* Extracted material:

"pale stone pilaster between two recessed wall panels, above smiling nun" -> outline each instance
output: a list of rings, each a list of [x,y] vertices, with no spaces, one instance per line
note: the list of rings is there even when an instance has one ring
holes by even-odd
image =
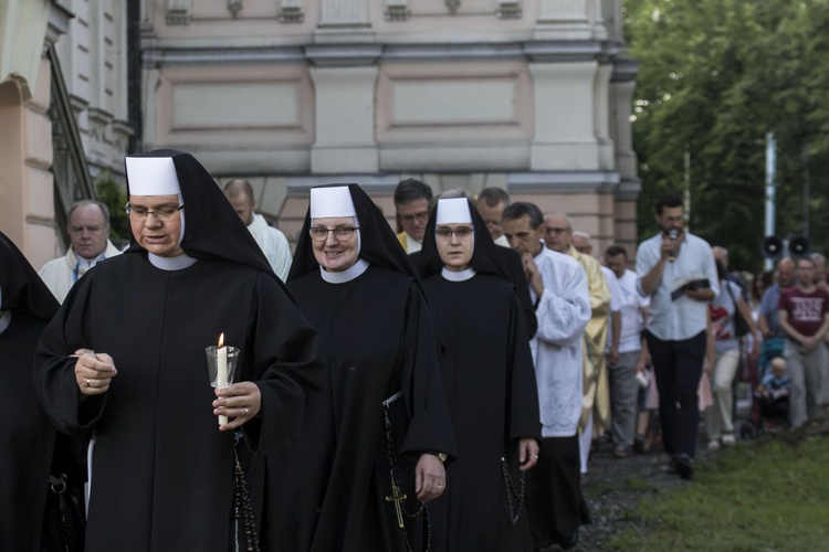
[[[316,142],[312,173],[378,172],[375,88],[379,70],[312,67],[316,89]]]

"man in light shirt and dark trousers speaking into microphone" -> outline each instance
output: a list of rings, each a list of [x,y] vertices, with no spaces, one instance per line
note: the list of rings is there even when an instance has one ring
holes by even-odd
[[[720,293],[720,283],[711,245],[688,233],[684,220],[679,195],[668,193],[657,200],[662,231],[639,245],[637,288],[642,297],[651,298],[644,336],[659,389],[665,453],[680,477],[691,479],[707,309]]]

...

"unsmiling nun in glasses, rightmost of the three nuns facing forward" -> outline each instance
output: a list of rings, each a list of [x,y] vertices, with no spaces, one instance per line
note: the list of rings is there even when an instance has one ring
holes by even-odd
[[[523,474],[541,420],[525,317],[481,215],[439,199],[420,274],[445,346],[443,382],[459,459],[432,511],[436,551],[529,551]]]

* Exercise aim:
Nothing but a number is wanted here: please count the lines in the entries above that include the word "outline".

* Task output:
3